The request ::
Present the listing below as a numbered list, skipping any blank lines and leaving out the pictures.

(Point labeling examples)
[START]
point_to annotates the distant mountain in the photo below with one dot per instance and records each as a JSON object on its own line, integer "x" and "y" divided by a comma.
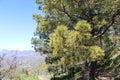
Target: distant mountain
{"x": 26, "y": 57}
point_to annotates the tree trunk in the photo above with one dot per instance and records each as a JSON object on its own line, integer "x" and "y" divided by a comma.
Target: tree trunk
{"x": 71, "y": 72}
{"x": 92, "y": 70}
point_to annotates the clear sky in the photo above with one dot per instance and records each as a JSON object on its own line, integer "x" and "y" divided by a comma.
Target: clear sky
{"x": 16, "y": 24}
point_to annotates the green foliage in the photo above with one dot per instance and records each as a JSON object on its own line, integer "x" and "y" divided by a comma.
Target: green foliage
{"x": 68, "y": 29}
{"x": 31, "y": 77}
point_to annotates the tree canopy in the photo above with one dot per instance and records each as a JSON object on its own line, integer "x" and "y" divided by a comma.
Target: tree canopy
{"x": 77, "y": 31}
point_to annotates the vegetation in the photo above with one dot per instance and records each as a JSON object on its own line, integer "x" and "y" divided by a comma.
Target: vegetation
{"x": 79, "y": 33}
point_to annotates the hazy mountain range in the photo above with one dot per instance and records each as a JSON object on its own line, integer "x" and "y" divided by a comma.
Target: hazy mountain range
{"x": 26, "y": 57}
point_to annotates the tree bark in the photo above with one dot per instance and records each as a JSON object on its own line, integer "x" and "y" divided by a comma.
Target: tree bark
{"x": 92, "y": 70}
{"x": 71, "y": 72}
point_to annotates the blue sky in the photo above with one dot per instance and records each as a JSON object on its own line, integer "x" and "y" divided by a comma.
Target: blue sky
{"x": 16, "y": 23}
[END]
Correct result ::
1. point_to annotates the distant mountain in the photo below with one dot per instance and records each as a JSON object on its own line, integer "x" and "y" divided by a comma.
2. Target: distant mountain
3. {"x": 26, "y": 57}
4. point_to annotates the tree trunk in the photo above with one dot per instance and records each as a JSON object on its own line, integer "x" and "y" divided by a comma.
5. Target: tree trunk
6. {"x": 71, "y": 72}
7. {"x": 92, "y": 70}
8. point_to annotates the clear sky in the photo above with one dot per instance and records each as a JSON object on its own line, integer "x" and "y" divided by a comma.
9. Target: clear sky
10. {"x": 16, "y": 24}
11. point_to annotates the green foliage in the photo above with one dot per instance and records each as a JSON object on its own line, integer "x" and "y" divided by a comma.
12. Target: green foliage
13. {"x": 68, "y": 29}
14. {"x": 31, "y": 77}
15. point_to annotates the tree canopy in the photo above with one dot per instance and records each as a JSON object on its own line, integer "x" and "y" divided by a comma.
16. Target: tree canopy
17. {"x": 77, "y": 31}
18. point_to annotates the vegetation in the photo above with one dot per instance and records each as a JSON object on its own line, integer "x" and "y" divided by a comma.
19. Target: vegetation
20. {"x": 79, "y": 33}
21. point_to annotates the hazy mountain range in the photo above with one dot per instance and records each as a JSON object on its own line, integer "x" and "y" divided by a comma.
22. Target: hazy mountain range
23. {"x": 26, "y": 57}
24. point_to annotates the tree bark in the photo above with one dot per instance and records each as a JSON object on its own line, integer "x" and "y" divided by a comma.
25. Target: tree bark
26. {"x": 92, "y": 70}
27. {"x": 71, "y": 72}
28. point_to annotates the blue sky in the photo above with one dot per instance and records each as a JSON object on its own line, integer "x" and "y" divided by a comma.
29. Target: blue sky
30. {"x": 16, "y": 23}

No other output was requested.